Please print the full listing exactly.

* START Stored data *

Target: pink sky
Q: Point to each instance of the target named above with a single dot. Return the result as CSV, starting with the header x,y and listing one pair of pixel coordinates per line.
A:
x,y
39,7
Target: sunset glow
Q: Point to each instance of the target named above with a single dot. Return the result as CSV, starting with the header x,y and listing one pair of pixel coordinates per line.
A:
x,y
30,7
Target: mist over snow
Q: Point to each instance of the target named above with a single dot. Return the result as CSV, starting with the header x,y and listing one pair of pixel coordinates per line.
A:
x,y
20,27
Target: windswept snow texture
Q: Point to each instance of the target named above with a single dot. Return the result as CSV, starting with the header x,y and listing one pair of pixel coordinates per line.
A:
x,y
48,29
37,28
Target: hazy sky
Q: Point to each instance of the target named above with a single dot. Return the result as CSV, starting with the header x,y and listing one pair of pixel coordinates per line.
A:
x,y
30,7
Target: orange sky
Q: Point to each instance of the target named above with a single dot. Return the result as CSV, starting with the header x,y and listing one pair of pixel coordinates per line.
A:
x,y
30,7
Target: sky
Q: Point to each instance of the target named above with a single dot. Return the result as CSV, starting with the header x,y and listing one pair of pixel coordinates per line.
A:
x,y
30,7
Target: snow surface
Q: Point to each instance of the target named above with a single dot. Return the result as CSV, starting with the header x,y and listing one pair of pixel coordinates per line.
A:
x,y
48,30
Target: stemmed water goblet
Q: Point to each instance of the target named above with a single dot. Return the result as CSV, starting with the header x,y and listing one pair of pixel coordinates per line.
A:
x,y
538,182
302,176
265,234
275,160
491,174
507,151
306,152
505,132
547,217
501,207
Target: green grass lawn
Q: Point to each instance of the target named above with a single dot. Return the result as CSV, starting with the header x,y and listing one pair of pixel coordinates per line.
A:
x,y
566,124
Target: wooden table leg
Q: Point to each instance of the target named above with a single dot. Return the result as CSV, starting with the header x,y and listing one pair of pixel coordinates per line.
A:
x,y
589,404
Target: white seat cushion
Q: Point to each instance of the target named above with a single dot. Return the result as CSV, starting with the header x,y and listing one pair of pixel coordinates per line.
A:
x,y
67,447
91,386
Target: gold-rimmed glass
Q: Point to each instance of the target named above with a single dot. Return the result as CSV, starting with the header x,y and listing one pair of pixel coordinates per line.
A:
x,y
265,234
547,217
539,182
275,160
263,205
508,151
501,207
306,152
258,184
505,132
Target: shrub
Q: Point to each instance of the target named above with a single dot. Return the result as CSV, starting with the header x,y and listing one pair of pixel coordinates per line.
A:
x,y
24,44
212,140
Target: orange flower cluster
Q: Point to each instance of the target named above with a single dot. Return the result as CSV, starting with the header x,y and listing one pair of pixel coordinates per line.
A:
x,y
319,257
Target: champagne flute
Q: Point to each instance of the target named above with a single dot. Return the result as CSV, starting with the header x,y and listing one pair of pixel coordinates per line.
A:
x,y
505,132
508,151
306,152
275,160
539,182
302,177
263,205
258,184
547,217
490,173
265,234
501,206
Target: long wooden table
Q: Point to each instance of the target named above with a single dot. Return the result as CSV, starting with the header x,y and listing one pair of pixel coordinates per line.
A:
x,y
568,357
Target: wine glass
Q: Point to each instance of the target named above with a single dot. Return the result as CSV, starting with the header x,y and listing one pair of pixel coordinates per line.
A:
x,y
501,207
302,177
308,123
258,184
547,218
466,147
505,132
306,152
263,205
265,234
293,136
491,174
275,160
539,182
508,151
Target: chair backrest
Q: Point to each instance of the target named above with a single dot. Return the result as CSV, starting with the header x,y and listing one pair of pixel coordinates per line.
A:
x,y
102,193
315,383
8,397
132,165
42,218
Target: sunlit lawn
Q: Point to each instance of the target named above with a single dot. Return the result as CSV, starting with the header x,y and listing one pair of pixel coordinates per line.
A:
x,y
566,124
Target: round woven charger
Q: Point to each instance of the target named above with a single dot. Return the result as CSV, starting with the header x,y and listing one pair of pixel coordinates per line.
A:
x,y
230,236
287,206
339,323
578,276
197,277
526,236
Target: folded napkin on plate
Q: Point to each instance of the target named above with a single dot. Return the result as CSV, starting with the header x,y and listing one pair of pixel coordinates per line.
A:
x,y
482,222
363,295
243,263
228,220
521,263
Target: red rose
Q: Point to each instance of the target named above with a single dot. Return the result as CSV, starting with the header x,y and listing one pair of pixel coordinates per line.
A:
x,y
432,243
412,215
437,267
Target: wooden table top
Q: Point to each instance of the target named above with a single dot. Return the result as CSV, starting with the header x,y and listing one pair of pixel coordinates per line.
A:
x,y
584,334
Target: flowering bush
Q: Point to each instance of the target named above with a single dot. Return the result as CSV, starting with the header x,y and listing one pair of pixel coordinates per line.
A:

* END Stored data *

Complete answer>
Target: pink sky
Q: Point to each instance of the target named above with a single dot. Return the result as CSV, starting with the header x,y and listing one pair of pixel coordinates per line.
A:
x,y
39,7
Target: sunset glow
Q: Point to each instance of the target named above with a single dot. Return the result as CSV, starting with the header x,y and listing one pair of pixel coordinates per line.
A:
x,y
30,7
Target: mist over snow
Q: Point to each instance of the target named above with a single dot. Return the result as CSV, starting with the header x,y and listing one pair of pixel coordinates per line.
A:
x,y
20,27
Target: windswept snow texture
Q: Point to each instance of the target named above with a single dot. Return the result as CSV, starting with the header x,y and listing one pair of pixel coordinates per line.
A:
x,y
48,29
37,28
Target: hazy sky
Q: Point to each instance of the target named above with a single dot. Return the result as CSV, starting with the header x,y and listing one pair of pixel coordinates per line.
A:
x,y
30,7
Target: orange sky
Q: Point to each instance of the target named above with a single dot. Return the result as CSV, starting with the header x,y and listing one pair of pixel coordinates per line.
A:
x,y
30,7
Target: sky
Q: Point to each instance of the target named above with a single dot. Return the result as CSV, starting with the header x,y and listing one pair of pixel coordinates per line.
A:
x,y
30,7
Target: snow surface
Q: Point to each instance of the target named above with a single dot. Return the result as CSV, starting with the header x,y and listing one pair of pixel coordinates per line.
A:
x,y
48,30
Target: stemmed water goblet
Q: Point to each instance of the target named above with a single dot. Return the result as CSV, starting with the header x,y and listing one pair of pixel coordinates per line.
A:
x,y
538,182
302,176
265,234
275,160
491,174
507,151
306,152
505,132
547,217
501,207
Target: green grass lawn
Q: Point to each instance of the target named above with a single dot. Return the result as CSV, starting with the header x,y and listing one pair of pixel coordinates per line.
A:
x,y
566,124
Target: wooden table leg
Q: Point to each instance of the target named above with a single dot. Return the result as CSV, starting with the header x,y and listing one pair of pixel coordinates per line.
A:
x,y
589,404
Target: white seat cushion
Q: Point to each instance of the target named above with a single dot. Return the result as CSV, starting with the header x,y and listing one pair of pixel coordinates per line.
A:
x,y
67,447
91,386
Target: gold-rimmed glass
Q: Point to each instance of the target named above with a single dot. Return the result as CSV, starting with the header x,y and listing one pair of pixel coordinates per line.
A:
x,y
265,234
547,217
539,182
275,160
263,205
508,151
501,207
306,152
258,184
505,132
Target: shrub
Q: Point to each instance of the target named above with a single dot. Return the result as CSV, starting with the header x,y and listing one pair of pixel coordinates per line.
A:
x,y
24,44
212,140
Target: orange flower cluster
Q: Point to each instance of the target named above with a single dot. Return the result as CSV, starting with the header x,y and listing one pair of pixel coordinates per line.
A:
x,y
319,257
Target: champagne flute
Q: Point to each instance of the target named above with a single dot. Return the result as CSV, starting with the header x,y and listing one pair of pixel coordinates per line.
A:
x,y
505,132
508,151
306,152
275,160
539,182
302,177
263,205
258,184
547,217
490,173
265,234
501,206
Target: long wooden table
Q: Point to each instance of the target named above with a single dot. Return the result as CSV, starting with the header x,y and listing one pair of pixel coordinates per line.
A:
x,y
568,357
Target: wine glass
Q: Point to each instance of the target named above with a single dot. Return the result as CSV, starting with the header x,y and listing one pair of pixel coordinates per line.
A:
x,y
501,207
302,177
308,123
258,184
547,218
466,147
505,132
306,152
263,205
265,234
293,136
491,174
275,160
539,182
508,151
Target: chair backrest
Q: Point to each instance of the target named above with a single dot. Return the result as CSV, starting with the header x,y and listing one pair of pixel coordinates per line.
A:
x,y
102,193
315,383
8,397
132,165
42,218
Target: sunlit lawn
Q: Point to each instance of the target named above with a single dot. Return the result as CSV, starting with the header x,y and listing one pair of pixel coordinates per line.
A:
x,y
566,124
Target: round woven charger
Q: Point to each instance of the target named above with a single dot. Return the result as CSV, starting with the header x,y and listing one pair of pixel coordinates per line.
A:
x,y
230,236
287,206
339,323
578,276
197,277
526,236
Target: folded napkin on plate
Q: Point to each instance of the target named above with a single dot. Return the result as CSV, starting with the header x,y and listing one pair of pixel coordinates per line.
A:
x,y
482,222
363,295
243,263
228,220
521,263
Target: red rose
Q: Point to each instance of the target named above with a single dot. Return the result as CSV, starting with the header x,y and listing one pair of pixel coordinates per line.
A:
x,y
432,243
412,215
437,267
Target: wooden table top
Q: Point to each instance of the target named above with a single dot. Return the result as CSV, starting with the header x,y and listing one pair of pixel coordinates per line.
A:
x,y
584,334
Target: flowering bush
Q: Point to each instance of the target named above with a single dot. Return the result as CSV, starting with the header x,y and listing one pair of pixel coordinates per line.
A:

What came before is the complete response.